Select every line of the items below that contains the word "Target", and copy each one. Case counts.

-*-

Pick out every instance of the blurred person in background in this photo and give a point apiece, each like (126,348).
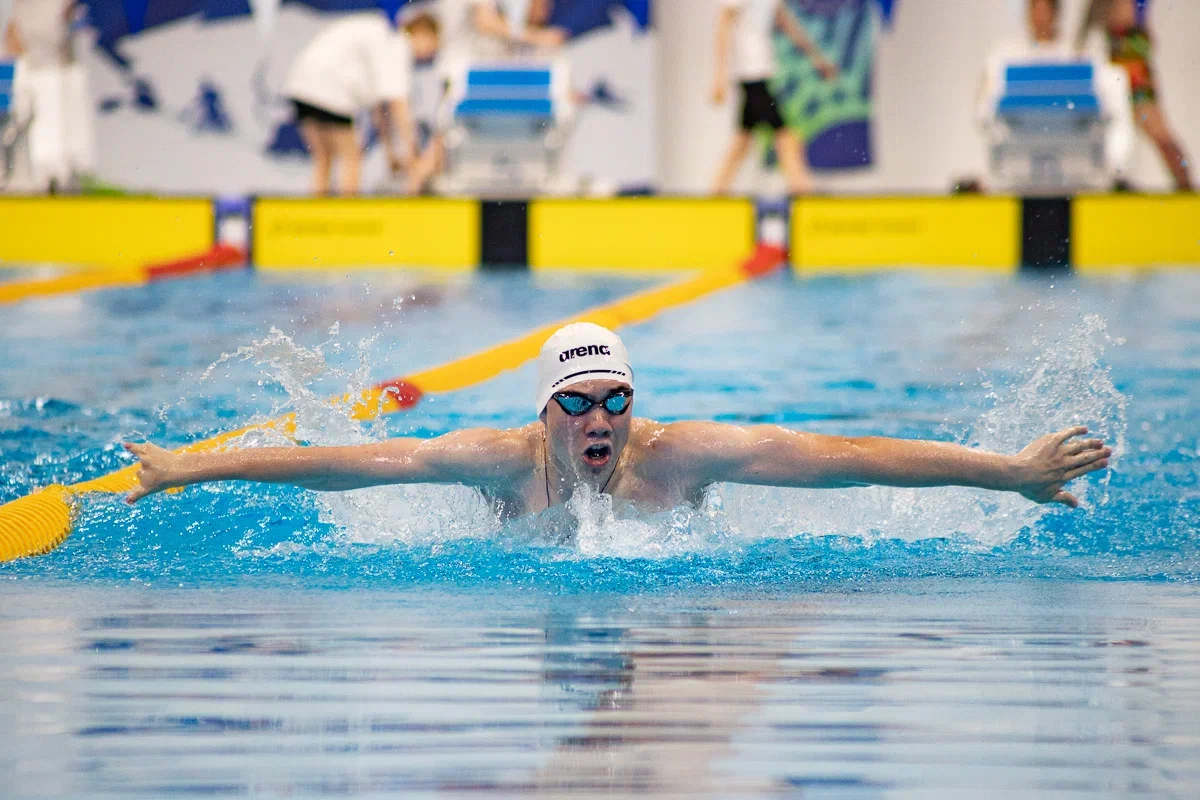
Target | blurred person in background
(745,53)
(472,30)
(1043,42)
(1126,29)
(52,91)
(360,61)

-*-

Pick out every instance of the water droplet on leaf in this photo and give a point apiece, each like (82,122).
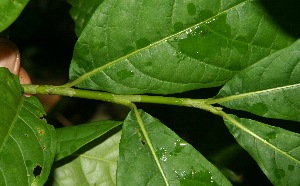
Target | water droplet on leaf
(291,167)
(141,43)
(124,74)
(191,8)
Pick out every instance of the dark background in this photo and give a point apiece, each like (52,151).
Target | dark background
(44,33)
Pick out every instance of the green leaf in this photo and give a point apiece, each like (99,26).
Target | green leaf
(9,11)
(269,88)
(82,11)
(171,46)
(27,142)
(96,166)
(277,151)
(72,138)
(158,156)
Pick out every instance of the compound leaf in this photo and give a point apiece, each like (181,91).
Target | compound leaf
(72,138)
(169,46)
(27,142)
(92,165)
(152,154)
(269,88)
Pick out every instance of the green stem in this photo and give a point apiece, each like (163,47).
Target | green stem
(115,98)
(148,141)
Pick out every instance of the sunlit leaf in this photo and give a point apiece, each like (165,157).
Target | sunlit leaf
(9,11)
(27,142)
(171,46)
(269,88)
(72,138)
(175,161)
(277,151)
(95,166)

-*-

• _Worked answer_
Target | blurred person in background
Target | water droplet on leaf
Target | dark background
Target | green leaf
Target | compound leaf
Target | green stem
Target | sunlit leaf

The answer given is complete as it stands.